• [PROBLEM DESCRIPTION] Pull out each line of the material below that contains the word "brown", and list those lines in their original order.

• [TASK DATA]
________

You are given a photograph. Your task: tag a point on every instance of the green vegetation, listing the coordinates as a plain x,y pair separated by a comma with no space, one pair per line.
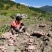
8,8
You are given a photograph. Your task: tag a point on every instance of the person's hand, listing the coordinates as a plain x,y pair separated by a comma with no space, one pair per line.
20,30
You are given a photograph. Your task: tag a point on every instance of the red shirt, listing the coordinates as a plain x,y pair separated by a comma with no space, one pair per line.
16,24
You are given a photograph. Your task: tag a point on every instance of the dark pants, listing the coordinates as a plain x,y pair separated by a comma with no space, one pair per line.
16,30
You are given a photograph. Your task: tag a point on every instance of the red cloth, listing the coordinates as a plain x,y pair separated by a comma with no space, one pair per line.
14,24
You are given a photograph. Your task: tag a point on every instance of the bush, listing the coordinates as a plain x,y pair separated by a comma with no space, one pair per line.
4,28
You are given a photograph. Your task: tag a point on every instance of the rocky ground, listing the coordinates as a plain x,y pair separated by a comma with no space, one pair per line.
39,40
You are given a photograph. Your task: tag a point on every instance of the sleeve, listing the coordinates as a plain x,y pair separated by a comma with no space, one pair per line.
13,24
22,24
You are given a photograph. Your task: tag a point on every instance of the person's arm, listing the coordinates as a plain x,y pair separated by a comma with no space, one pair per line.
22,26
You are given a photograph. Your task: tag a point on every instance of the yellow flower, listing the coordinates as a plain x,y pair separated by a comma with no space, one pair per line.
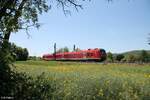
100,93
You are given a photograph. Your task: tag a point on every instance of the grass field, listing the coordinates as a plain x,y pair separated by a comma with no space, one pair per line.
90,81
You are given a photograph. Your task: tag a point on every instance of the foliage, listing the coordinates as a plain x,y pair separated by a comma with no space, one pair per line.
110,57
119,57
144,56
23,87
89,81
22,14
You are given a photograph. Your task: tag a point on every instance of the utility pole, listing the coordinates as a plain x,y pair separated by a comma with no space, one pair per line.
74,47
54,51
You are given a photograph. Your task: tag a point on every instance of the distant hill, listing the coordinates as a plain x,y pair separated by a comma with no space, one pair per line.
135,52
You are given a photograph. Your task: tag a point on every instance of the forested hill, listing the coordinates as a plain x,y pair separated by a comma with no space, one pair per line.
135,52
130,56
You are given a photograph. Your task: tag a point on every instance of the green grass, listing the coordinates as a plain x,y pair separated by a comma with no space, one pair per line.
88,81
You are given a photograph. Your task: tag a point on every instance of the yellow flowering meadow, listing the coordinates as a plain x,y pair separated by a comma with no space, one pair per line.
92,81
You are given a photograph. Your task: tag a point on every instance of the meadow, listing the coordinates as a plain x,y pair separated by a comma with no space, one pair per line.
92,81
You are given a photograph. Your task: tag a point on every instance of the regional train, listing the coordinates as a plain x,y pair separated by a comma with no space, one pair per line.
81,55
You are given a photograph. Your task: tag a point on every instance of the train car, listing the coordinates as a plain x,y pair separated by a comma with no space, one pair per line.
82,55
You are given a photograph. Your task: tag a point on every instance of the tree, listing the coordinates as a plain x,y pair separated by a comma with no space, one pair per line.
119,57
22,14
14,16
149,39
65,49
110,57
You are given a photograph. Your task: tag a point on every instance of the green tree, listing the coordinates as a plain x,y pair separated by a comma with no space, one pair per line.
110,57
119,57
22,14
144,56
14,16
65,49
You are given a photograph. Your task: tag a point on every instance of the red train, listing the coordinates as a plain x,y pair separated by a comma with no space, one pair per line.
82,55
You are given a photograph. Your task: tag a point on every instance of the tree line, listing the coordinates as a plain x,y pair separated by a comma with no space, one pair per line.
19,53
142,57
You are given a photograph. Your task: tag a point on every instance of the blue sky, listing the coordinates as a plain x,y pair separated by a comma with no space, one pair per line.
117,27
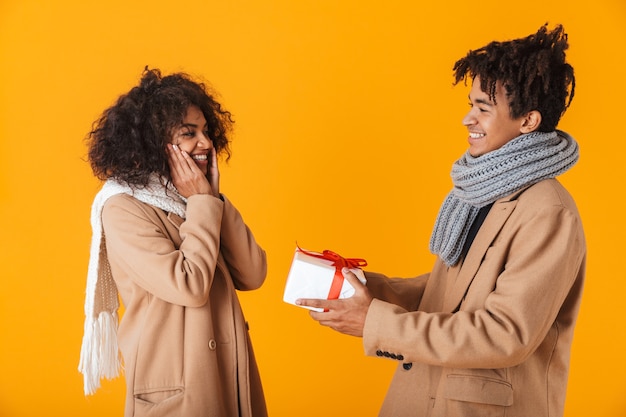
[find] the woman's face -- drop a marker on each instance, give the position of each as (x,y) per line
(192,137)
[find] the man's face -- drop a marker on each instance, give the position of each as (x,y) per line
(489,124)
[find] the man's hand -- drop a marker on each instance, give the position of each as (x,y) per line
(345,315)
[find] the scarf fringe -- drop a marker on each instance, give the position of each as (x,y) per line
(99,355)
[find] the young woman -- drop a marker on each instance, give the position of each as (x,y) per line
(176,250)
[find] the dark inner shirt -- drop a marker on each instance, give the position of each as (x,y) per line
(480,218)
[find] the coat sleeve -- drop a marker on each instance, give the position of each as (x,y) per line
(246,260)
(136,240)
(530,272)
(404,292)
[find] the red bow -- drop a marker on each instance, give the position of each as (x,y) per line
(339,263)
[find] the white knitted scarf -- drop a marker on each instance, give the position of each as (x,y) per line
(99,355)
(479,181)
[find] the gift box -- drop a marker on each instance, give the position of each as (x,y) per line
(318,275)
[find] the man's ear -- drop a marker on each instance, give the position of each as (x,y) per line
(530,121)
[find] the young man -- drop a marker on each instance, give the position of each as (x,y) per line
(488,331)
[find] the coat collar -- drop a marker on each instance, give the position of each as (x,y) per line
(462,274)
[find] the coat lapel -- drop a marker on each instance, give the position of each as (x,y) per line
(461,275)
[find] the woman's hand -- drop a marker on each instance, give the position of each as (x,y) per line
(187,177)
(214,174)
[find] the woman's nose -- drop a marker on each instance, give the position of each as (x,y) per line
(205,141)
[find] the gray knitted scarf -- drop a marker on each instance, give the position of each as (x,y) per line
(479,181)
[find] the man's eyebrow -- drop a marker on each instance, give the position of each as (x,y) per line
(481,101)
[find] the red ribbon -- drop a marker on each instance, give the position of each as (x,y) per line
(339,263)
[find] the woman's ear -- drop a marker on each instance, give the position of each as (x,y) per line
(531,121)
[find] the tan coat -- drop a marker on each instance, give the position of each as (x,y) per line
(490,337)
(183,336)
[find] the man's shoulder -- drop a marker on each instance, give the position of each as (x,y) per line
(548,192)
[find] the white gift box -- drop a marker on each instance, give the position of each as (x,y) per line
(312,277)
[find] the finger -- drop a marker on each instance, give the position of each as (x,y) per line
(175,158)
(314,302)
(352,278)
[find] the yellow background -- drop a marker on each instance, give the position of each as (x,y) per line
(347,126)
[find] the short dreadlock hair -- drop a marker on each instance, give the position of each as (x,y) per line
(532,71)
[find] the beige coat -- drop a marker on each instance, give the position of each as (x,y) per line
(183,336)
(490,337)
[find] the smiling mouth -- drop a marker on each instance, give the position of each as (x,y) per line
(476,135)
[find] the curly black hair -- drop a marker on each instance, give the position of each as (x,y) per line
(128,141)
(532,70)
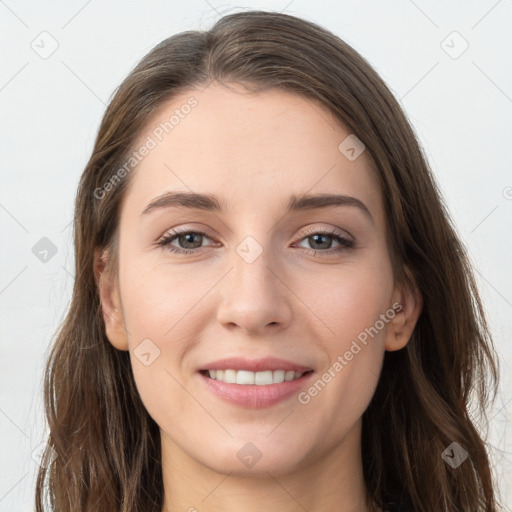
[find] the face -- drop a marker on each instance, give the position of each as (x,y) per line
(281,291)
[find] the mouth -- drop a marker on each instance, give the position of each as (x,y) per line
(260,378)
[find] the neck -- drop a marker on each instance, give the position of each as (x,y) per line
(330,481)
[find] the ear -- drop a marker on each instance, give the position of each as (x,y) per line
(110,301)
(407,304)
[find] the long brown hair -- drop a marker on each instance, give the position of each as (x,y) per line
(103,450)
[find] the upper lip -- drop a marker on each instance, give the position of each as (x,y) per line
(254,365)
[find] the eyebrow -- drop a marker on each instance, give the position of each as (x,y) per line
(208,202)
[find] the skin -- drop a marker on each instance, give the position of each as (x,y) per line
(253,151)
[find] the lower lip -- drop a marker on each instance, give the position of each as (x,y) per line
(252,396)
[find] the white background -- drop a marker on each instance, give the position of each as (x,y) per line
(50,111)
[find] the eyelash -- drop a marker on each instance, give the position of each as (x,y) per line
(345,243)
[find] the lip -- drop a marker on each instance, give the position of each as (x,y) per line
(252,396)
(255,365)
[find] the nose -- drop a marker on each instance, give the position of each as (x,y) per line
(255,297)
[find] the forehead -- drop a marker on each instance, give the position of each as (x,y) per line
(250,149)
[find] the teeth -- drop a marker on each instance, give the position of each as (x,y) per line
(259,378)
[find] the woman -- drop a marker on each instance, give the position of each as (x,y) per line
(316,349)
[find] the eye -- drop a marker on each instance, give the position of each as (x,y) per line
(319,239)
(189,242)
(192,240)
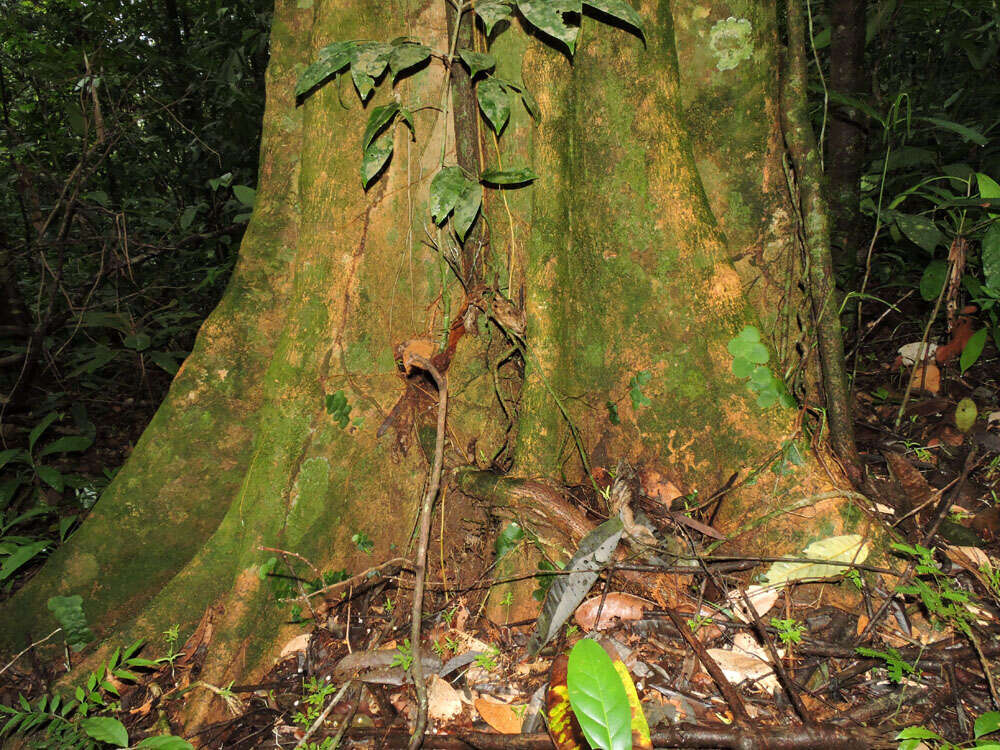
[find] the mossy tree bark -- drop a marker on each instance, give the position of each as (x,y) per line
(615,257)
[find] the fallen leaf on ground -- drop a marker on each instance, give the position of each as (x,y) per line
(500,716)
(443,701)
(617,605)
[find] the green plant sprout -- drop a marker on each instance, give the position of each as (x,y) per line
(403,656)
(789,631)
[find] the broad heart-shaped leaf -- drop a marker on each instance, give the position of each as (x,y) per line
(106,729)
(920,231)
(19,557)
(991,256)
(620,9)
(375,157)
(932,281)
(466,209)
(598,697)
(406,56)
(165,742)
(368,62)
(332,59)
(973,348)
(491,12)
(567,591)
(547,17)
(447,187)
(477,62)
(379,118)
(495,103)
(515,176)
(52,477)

________

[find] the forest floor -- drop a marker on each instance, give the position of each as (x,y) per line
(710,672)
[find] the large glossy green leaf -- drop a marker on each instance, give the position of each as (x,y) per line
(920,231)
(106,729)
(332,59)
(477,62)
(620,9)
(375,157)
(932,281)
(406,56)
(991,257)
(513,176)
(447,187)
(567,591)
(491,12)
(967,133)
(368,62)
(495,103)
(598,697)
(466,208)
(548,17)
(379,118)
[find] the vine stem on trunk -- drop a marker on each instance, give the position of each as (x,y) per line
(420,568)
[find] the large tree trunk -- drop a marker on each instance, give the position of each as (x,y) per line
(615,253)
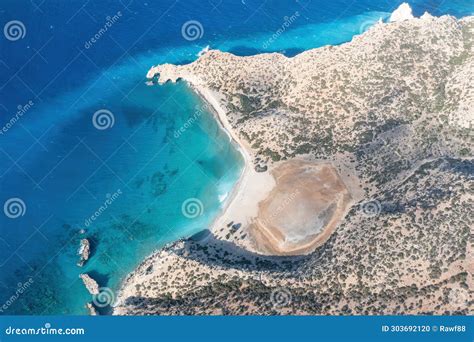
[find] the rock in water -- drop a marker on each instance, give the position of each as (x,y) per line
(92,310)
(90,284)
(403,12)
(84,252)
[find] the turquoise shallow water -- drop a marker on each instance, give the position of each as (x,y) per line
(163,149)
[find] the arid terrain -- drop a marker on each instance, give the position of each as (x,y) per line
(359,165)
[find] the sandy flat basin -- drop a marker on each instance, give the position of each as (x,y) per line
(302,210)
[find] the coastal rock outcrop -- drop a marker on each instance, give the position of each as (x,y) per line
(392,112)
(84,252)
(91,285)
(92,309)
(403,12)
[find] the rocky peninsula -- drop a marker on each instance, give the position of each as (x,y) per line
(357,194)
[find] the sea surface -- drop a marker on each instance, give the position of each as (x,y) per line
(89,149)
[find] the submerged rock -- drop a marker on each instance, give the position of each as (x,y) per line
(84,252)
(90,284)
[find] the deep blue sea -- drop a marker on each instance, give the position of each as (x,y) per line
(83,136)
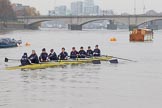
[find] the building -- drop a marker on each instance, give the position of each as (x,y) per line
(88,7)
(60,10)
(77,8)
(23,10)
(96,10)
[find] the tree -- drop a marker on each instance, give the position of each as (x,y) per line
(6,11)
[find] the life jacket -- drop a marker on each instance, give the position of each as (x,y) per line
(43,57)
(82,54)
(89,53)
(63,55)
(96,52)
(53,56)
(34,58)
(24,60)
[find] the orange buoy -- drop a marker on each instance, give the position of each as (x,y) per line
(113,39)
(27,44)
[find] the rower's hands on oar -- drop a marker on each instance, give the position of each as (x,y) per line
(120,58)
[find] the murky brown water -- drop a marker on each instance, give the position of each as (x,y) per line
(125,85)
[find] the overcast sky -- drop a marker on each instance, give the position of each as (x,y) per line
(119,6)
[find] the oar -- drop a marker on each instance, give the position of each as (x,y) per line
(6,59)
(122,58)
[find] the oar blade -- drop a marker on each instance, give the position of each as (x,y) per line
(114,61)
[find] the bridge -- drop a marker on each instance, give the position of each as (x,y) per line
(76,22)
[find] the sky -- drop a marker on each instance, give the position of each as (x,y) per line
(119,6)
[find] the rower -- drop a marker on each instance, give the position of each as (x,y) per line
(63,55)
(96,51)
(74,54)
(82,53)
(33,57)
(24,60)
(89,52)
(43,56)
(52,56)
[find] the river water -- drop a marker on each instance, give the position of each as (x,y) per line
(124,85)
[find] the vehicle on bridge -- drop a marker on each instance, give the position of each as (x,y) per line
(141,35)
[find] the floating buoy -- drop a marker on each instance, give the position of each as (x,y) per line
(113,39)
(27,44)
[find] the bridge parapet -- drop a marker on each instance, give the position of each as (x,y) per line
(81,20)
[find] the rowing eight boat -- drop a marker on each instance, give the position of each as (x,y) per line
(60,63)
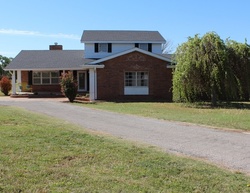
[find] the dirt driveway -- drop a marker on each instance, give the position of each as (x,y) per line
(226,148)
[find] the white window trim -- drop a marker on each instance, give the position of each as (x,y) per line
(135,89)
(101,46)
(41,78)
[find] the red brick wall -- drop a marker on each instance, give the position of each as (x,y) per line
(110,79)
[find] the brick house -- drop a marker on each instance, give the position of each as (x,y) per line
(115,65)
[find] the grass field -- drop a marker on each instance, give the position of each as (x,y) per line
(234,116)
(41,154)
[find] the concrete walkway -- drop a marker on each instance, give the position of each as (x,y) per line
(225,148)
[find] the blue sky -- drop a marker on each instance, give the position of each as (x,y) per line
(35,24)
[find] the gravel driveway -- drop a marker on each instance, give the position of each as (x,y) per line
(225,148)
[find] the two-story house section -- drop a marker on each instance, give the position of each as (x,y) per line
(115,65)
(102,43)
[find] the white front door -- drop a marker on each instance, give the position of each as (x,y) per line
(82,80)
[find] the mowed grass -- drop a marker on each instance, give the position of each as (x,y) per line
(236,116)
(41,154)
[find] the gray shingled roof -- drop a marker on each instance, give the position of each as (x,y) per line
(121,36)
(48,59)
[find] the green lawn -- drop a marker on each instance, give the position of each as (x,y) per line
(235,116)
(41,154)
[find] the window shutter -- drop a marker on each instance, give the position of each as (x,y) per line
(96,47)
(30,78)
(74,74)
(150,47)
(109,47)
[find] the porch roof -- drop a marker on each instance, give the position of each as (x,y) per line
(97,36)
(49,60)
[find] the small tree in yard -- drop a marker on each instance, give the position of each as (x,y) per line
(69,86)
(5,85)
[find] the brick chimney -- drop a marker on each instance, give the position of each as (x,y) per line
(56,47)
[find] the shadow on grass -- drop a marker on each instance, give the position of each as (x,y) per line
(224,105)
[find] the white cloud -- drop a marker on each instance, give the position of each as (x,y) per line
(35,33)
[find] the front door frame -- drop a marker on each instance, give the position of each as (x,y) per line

________

• [CORRECT OUTPUT]
[find] the long brown hair -- drop a marker on each instance, give the position of each as (x,y) per line
[find] the murky brown water -- drop a marker on each instance, give the position of each as (x,y) per line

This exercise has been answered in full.